Yes, but the Maine Legislature could make sure those subsidies continue.
By Monday morning, we’ll know if the Supreme Court rules that people buying health insurance through a federal exchange can continue to get subsidies.
If the Court says no, this decision would also have an impact on health insurance costs throughout the state, raising premiums for many more.
But, while a good deal of attention has been on what Congress will do should the Court rule for the plaintiff, Congress isn’t the only body that can do something about this for Mainers.
Maine can set up a state run insurance exchange.
There is no question by anyone that subsidies are available for people buying insurance through a state exchange.
What’s more, the Maine Legislature already has a bill that’s been passed by the House, and by a veto-proof majority of 106-23. The Senate has tabled the bill, but it could be taken up before the end of the session if needed.
Of course, given that the governor has said he’d veto pretty much everything, a veto would most likely be forthcoming.
But this bill could be passed and would allow for the continuation of the very popular subsidies for Mainers.
There may be a low cost way of implementing it, by contracting with the federal government to run the state exchange.

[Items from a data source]
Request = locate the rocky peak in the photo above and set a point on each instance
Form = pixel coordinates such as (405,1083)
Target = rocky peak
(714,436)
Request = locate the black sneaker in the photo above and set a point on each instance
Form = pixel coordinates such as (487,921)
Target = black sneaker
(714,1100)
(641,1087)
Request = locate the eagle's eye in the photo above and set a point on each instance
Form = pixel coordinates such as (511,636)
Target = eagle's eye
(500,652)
---
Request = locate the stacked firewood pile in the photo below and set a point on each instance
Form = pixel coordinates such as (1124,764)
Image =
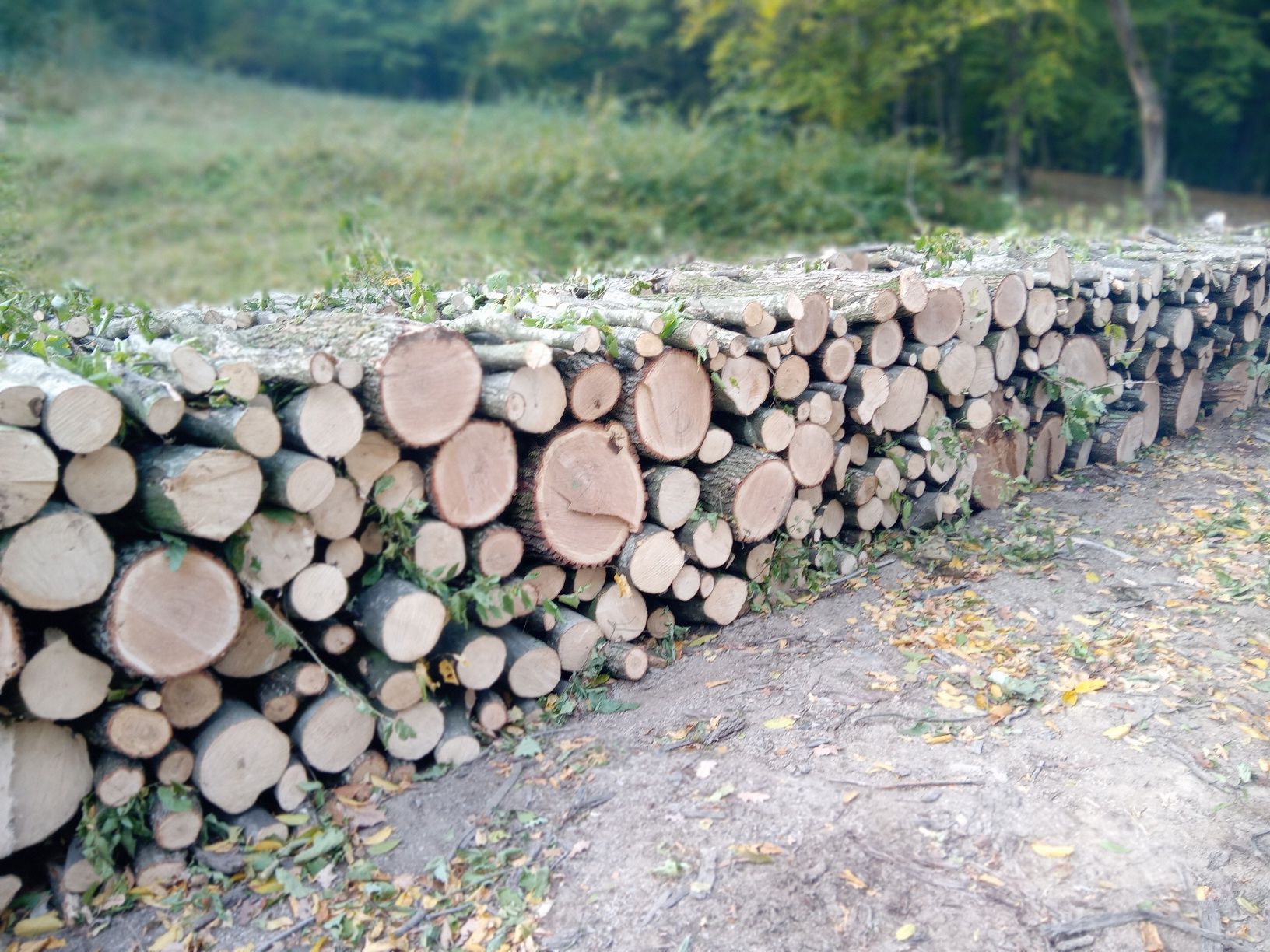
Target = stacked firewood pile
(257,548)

TASK 1. In the piece on Maine health insurance subsidies, what was the House vote on the state exchange bill?
TASK 2. Please go on with the piece on Maine health insurance subsidies from where it stops.
The records stand apart from the piece on Maine health insurance subsidies.

WRITTEN ANSWER 1. 106-23, a veto-proof majority.

WRITTEN ANSWER 2.
By the way, Pennsylvania and Delaware “have been ‘conditionally approved’ to set up their own healthcare marketplaces, the Centers for Medicare and Medicaid Services (CMS) announced” last week, which would be created this year should federal exchange subsidies no longer be available. Arkansas also received approval to create such an exchange in 2017.
Should this become a live issue, it’s very likely that we’ll reminded about how Republicans who opposed Medicaid expansion in Maine said expansion wasn’t necessary because a good chunk of those who would be covered could get coverage through the exchange.
That wouldn’t be possible if the Court rules for the plaintiff in King v Burwell and if the Legislature doesn’t create a state exchange. If they didn’t, 61,000 or so Mainers would pay the price.